The 1999 Chechen war was precipitated by a series of deadly apartment bombings in Russian cities, including Moscow, and human-rights activists have warned that new terrorist attacks could lead to more military campaigns in Chechnya or the other violence-wracked parts of the North Caucasus — Ingushetia and Dagestan. The insurgents' leader, a warlord named Doku Umarov, renewed his pledge last month to bring "holy war" to Russia's cities and industrial centers in an effort to carve out an Islamic state. "Blood will no longer be limited to our cities and towns. The war is coming to their cities," Umarov said in an interview posted Feb. 14 on the separatist website www.kavkazcenter.com. "If the Russians think this war is being waged on television screens, somewhere in the far-off Caucasus ... then God willing, we are about to show them that this war is coming to their homes." The government has faced criticism for failing to heed his threats, even after he took responsibility for the bombing of a train traveling from Moscow to St. Petersburg in November that killed 27 people.

#####

Name every part of the North Caucasus that the passage on the Chechen insurgency describes as wracked by violence.

#####

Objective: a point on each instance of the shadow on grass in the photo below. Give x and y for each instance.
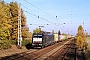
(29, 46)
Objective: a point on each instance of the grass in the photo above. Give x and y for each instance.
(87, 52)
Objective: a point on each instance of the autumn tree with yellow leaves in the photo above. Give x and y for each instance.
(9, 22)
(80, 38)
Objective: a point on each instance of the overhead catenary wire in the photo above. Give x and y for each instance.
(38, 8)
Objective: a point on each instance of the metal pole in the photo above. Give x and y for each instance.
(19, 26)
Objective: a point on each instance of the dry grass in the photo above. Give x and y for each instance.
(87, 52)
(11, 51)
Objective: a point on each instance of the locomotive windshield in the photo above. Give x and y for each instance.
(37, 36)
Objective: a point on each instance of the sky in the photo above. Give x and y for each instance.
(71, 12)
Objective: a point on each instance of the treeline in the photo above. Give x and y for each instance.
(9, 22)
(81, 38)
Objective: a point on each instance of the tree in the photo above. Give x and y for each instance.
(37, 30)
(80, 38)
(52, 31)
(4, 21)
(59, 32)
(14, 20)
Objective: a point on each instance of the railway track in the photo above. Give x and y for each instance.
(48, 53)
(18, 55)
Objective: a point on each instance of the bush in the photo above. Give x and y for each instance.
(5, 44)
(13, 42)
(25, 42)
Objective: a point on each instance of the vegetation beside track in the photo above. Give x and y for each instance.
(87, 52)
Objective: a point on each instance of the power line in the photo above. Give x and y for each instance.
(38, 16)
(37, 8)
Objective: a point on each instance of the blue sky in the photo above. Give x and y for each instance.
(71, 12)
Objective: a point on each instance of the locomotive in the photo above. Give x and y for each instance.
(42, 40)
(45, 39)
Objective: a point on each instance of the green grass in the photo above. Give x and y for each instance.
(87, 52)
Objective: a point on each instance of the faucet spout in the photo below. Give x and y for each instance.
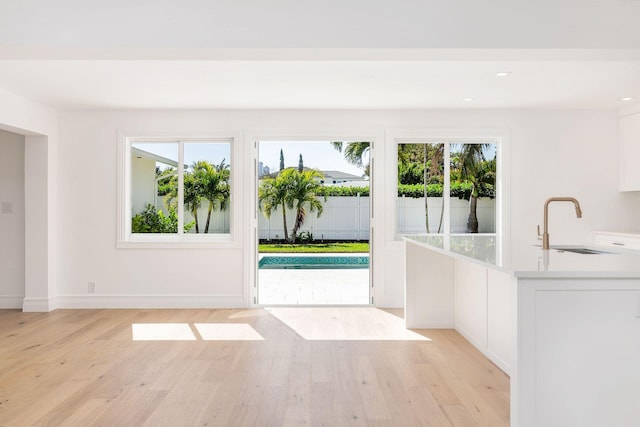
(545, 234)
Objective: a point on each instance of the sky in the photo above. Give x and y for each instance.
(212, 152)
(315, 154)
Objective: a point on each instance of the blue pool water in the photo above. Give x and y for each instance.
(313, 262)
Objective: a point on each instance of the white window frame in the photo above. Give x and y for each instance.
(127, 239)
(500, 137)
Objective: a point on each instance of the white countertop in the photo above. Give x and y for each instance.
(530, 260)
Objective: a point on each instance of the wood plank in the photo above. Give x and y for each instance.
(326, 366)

#####

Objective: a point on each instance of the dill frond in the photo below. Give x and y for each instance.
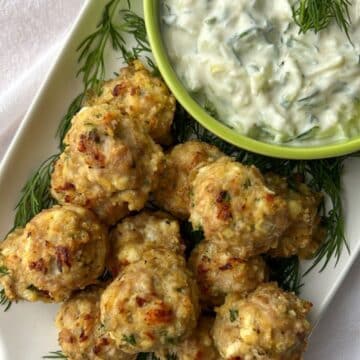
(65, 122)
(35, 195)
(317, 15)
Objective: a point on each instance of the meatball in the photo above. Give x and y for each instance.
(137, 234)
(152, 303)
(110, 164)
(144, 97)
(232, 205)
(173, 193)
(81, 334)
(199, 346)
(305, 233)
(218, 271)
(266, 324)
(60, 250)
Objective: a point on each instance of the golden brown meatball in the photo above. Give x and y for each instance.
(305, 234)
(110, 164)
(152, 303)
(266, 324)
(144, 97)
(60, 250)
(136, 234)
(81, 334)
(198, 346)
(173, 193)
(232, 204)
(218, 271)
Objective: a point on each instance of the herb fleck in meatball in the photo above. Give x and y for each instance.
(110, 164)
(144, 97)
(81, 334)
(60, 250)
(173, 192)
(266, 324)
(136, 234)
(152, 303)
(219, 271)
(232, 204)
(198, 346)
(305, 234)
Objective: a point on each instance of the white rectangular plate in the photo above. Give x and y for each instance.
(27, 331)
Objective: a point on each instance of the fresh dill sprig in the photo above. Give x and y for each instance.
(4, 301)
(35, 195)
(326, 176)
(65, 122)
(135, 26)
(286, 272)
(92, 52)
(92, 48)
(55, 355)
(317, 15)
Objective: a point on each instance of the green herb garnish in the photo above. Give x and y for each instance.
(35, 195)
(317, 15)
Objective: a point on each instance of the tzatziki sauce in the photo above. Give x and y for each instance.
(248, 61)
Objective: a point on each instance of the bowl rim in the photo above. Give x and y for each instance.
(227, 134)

#####

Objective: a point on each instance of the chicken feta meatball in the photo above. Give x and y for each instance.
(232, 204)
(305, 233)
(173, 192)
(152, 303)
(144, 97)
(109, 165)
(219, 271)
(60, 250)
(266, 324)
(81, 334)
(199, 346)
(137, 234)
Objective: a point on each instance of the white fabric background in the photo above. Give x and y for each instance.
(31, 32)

#####

** RESPONSE AREA **
Chechnya, Ingushetia and Dagestan